PROVIDED TEXT →
Even before COVID-19, children and youth across the country were experiencing emotional distress at unprecedented levels. The past decade has witnessed sharp increases in rates of suicide, suicidal ideation, and self-injury; increases in the number of mental health hospitalizations; and increases in the rate of youth self-reported mental health needs. Yet, due to a fragmented system that fails to acknowledge root and pervasive causes of harm, only one-third of youth who report needing behavioral health support receive it, and far fewer get what they need to heal.

In 2018, ZFF seeded funding for the California Children’s Trust (CCT) to re-imagine California’s approach to children’s behavioral health through a Framework for Solutions centered on equity and justice. CCT envisions an integrated and equitable approach to promote child well-being rather than the current diagnostic-driven response to pathology.  Toward this end, CCT leads and participates in critical conversations to raise awareness and advance policy solutions that address the persistent and pernicious effects of racism and toxic stress on the mental health of California’s children, and that have the potential to generate significant new federal revenue.  This envisioned future requires the following:

  • Acknowledging the shortcomings of the medical model and the impact of structural racism and poverty on the social and emotional health of children
  • Systems that honor the wisdom, strength, and resilience of low-income families
  • Changes in public and private insurance that remove diagnosis as a prerequisite for care
  • A dramatic expansion of investment in social models, peer to peer supports, and recovery supports
  • Reforms to ensure that schools are centers of healing for children and youth
  • An overhaul of California’s troubled behavioral health financing and administrative practices
  • Advocacy efforts to keep the promise of the EPSDT entitlement and the Mental Health Parity and Addiction Equity Act

In just two short years, CCT has become a leading voice and resource for policymakers, advocates and funders across every child-serving system.  Examples of their work and impact include:

  • Partnered with a leading children’s health care provider and one of the state’s largest managed care plans to demonstrate the clinical benefit of covering the cost of dyadic mental health care for mothers and babies, resulting in state policy change to remove medical diagnosis as a prerequisite to receive family therapy, and to integrate social determinants of health as qualifying criteria
  • Joined others to successfully advocate for legislation that provides for the certification and training of peer support specialists that can bill Medi-Cal
  • Working with state and county education leaders to advocate for healing-centered schools by claiming Medi-Cal dollars through local partnerships to support students’ social and emotional well-being as described in this “Practical Guide for Financing Social, Emotional and Mental Health in Schools,” developed in partnership with Breaking Barriers

In sum, CCT recognizes that to truly address the children’s mental health crisis, we need a reimagined system. While more clinicians are essential, they are woefully insufficient to address the root causes of toxic stress, trauma and emotional suffering, which are inextricably linked to historic and persistent economic and racial inequities.  CCT and its coalition partners are pushing hard to access the funds promised to children through EPSDT (Medicaid) to support a transformed system that promotes healthy development instead of simply responding to pathology. In the meantime, as CCT’s principal Alex Briscoe notes, “We must gratefully accept and acknowledge critical incremental change… while we impatiently and persistently await the revolution.”

WHAT NEEDS TO BE DONE →
Answer these questions on the children's behavioral health text.
1. What share of youth who report needing behavioral health support actually receive it?
2. In what year did ZFF seed funding for the California Children's Trust?
3. Who is named as CCT's principal?

Collected data
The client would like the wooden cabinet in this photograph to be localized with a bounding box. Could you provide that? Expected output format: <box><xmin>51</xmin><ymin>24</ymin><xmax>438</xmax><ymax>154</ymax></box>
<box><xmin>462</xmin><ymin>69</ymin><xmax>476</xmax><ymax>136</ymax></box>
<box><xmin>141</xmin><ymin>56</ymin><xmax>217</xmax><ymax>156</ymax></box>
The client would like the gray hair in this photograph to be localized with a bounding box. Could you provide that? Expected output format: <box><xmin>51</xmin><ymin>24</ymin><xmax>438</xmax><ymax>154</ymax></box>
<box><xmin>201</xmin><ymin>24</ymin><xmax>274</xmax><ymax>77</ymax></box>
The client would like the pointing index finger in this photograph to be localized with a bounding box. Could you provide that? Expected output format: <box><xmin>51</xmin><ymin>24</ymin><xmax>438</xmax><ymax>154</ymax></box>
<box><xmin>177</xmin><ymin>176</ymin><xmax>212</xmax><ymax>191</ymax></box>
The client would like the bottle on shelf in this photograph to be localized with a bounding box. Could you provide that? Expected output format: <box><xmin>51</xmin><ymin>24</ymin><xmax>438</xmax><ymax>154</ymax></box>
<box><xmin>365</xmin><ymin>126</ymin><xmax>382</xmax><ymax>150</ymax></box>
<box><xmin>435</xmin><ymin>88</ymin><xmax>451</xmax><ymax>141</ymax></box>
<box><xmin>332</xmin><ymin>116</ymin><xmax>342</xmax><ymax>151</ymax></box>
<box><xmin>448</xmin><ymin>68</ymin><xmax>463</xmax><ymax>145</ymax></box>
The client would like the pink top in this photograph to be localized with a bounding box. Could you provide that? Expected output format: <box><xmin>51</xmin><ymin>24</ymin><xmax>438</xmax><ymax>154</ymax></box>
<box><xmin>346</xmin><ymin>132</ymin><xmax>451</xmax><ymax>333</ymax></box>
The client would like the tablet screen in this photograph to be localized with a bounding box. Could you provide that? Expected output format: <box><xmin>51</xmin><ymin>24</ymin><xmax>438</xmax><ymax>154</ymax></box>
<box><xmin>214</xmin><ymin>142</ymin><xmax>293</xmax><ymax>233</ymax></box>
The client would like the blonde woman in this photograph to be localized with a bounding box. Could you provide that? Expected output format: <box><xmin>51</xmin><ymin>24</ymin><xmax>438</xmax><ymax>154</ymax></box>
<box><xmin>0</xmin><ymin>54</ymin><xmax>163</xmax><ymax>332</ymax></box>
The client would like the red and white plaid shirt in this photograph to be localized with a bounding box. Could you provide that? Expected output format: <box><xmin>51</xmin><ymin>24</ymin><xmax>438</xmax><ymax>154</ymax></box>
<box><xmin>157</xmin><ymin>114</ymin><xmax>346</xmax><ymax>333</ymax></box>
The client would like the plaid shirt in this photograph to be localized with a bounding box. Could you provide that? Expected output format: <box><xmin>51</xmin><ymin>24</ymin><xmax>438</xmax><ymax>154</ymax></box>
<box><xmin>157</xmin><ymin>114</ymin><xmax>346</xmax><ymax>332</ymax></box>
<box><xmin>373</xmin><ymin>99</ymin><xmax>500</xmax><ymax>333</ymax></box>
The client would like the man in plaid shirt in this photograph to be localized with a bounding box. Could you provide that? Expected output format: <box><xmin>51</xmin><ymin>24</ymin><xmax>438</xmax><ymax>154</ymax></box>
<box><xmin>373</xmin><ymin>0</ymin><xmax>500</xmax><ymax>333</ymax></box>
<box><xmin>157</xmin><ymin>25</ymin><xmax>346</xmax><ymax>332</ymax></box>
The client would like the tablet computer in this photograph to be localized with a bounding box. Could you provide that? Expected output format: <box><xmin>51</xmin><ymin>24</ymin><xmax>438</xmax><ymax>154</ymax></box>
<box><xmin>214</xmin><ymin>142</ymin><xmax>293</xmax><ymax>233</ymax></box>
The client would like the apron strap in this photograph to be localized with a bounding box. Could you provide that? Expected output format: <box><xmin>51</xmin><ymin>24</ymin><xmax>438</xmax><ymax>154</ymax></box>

EXERCISE OUTPUT →
1. One-third.
2. 2018.
3. Alex Briscoe.